Top of Selected passage

Greek mýrrha passed into Latin as myrrha, and from Latin into Old English as myrre (attested in the Lindisfarne Gospels, c. 950). Chaucer uses the word in The Knight's Tale: "Encens with swete smellende gommes of myrre." Shakespeare refers to myrrh in All's Well That Ends Well and in A Midsummer Night's Dream the wounded Venus is compared to "a bleeding myrrh tree." The KJV of 1611 preserves the Hebrew-derived Christian usage throughout the Song of Songs and the Nativity. Latin myrrha also supplied the personal name Myrrha (the mother of Adonis in Greek mythology, who was transformed into a myrrh tree — Ovid, Metamorphoses X), and this mythological etymology — that myrrh is the tears of a grieving woman — was the folk explanation favoured by classical and medieval writers.

Bottom of Selected passage
Top of Records

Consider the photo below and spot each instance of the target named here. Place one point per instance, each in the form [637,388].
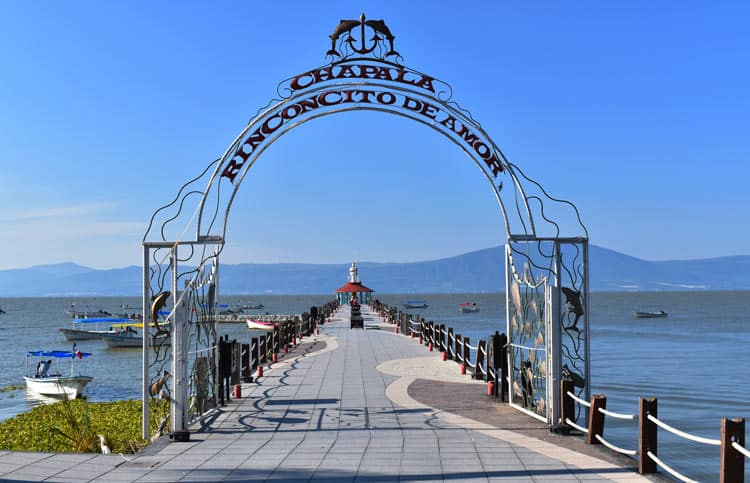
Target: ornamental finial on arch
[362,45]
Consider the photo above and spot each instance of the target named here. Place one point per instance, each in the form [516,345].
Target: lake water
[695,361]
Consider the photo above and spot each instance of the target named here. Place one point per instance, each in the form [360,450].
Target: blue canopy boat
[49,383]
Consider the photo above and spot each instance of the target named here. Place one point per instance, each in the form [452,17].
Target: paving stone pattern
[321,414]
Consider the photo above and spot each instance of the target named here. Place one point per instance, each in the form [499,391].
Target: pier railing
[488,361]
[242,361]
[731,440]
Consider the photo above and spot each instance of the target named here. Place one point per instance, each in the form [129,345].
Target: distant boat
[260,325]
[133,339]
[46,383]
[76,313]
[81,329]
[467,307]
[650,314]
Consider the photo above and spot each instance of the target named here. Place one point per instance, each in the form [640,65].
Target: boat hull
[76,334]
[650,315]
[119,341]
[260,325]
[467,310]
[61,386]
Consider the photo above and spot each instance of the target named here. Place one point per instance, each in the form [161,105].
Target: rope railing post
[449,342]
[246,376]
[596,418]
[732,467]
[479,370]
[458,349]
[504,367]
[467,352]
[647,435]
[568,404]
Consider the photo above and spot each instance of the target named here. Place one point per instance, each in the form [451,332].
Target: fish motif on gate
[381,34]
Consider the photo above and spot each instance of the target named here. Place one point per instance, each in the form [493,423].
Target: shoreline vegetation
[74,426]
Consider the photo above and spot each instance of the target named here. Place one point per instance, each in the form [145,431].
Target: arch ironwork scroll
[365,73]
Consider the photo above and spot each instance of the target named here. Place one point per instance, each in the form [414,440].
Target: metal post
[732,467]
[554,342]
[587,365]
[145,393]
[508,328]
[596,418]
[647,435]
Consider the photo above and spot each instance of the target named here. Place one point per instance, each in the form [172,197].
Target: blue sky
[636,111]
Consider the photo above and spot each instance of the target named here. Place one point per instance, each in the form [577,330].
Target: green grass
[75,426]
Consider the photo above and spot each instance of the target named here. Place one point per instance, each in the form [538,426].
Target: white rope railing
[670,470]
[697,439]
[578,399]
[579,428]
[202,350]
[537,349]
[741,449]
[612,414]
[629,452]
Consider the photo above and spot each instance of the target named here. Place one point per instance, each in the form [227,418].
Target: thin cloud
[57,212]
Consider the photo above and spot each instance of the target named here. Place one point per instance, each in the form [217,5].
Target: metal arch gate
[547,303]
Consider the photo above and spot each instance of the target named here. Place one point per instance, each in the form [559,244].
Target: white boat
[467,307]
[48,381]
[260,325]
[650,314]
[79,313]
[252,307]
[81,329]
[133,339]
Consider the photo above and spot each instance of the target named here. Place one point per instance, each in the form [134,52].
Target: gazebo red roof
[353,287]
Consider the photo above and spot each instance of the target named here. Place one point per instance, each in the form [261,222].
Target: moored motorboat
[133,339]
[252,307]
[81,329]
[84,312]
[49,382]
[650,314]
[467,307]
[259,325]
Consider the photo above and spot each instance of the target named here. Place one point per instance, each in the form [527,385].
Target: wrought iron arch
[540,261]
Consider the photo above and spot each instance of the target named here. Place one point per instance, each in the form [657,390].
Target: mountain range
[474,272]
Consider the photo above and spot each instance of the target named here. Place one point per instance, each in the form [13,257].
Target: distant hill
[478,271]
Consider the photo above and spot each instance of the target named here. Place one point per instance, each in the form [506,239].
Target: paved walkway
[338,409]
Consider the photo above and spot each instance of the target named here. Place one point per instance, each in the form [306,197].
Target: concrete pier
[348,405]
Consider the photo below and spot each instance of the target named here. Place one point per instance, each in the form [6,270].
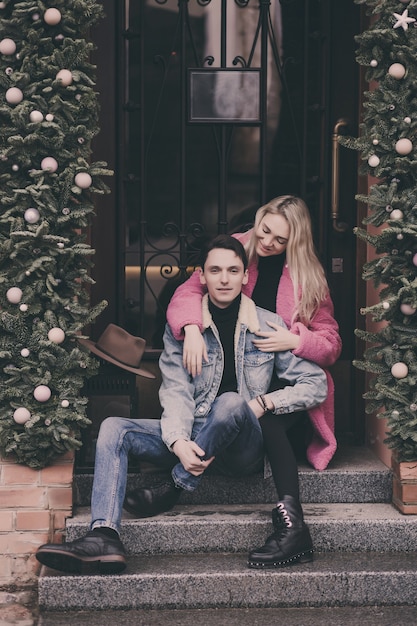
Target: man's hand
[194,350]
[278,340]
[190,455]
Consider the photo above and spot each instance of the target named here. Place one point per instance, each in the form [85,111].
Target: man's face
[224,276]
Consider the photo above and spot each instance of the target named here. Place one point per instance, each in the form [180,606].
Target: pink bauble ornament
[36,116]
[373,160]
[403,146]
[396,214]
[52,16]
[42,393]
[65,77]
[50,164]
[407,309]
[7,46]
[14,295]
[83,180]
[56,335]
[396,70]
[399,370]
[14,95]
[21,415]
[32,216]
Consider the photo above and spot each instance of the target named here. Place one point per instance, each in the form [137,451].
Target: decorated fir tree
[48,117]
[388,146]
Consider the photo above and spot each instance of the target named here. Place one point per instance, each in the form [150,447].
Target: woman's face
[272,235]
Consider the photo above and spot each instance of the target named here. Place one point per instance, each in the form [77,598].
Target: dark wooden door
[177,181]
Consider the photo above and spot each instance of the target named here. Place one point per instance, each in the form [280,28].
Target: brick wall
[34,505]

Bottom of Records
Top of Records

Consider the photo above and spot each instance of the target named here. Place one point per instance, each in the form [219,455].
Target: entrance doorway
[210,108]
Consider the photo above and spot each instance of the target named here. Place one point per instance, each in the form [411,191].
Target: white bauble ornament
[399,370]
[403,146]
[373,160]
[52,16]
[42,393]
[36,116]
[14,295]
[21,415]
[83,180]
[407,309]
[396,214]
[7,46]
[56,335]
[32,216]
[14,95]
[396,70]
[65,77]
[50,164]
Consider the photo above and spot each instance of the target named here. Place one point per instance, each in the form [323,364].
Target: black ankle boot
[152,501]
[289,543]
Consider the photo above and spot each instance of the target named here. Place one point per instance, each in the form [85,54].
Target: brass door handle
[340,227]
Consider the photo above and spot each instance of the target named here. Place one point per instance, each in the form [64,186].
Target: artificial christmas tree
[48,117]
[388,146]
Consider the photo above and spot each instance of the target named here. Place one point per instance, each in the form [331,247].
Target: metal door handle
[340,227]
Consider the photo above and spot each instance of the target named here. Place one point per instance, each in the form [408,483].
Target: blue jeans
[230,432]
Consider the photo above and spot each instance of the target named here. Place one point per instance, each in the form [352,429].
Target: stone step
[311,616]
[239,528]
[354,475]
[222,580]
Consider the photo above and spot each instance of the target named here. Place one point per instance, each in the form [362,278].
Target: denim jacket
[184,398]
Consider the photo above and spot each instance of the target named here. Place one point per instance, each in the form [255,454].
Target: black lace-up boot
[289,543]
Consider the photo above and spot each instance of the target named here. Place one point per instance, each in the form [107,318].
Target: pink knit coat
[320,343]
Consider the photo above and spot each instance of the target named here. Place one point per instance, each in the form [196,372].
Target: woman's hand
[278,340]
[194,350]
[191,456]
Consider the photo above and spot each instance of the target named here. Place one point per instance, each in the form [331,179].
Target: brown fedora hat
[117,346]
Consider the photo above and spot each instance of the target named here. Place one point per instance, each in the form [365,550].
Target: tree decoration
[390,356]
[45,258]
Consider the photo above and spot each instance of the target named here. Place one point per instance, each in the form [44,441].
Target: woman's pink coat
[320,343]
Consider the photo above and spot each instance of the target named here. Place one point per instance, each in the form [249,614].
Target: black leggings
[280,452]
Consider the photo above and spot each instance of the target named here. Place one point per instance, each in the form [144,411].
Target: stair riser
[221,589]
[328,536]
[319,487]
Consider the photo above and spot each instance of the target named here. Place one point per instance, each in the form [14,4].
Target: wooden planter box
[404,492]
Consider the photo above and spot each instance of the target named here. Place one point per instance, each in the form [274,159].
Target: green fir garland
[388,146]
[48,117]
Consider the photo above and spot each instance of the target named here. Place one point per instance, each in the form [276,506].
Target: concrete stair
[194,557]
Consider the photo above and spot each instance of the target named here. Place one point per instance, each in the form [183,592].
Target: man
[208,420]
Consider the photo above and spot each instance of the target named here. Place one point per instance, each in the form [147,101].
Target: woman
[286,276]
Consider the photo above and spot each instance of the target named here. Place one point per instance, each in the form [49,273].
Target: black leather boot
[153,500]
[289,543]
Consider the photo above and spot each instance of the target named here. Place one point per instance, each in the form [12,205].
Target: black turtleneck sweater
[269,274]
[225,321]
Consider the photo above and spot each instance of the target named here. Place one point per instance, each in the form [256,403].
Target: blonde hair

Bottom of Records

Actions to take >>
A. According to the passage on the word myrrh, in what manuscript is the Old English form myrre attested?
B. List every writer mentioned by name in the passage on the word myrrh.
C. Carry on the passage on the word myrrh, starting after its last sentence.

Responses by task >>
A. The Lindisfarne Gospels, c. 950.

B. Chaucer, Shakespeare, Ovid

C.
Latin Roots
The cognates of myrrh are found wherever the Semitic word travelled. Alongside Arabic murr, Hebrew mōr, and Aramaic mūrā, the word appears as Akkadian murru, Ugaritic mr, and Ge'ez (Classical Ethiopic) mar. From Greek μύρρα it passes into Latin myrrha, Italian and Spanish mirra, Portuguese mirra, French myrrhe, German Myrrhe, Dutch mirre, Polish mirra, Russian мирра, Modern Greek μύρο (myro, with broader sense of fragrant oil). The same Semitic m-r-r root also gives Hebrew marah (bitter, as in Exodus 15:23, the bitter waters of Marah) and the personal name Mary / Maria itself, under one disputed Hebrew etymology that derives Maryām from mar — though alternative derivations from mrym (exalted) or Egyptian mry (beloved) are also proposed and preferred by most modern scholars. Medieval English also had the separate borrowing myrr oil and the compound myrrh-wine (a drink offered to the crucified Christ in Mark 15:23, "wine mingled with myrrh").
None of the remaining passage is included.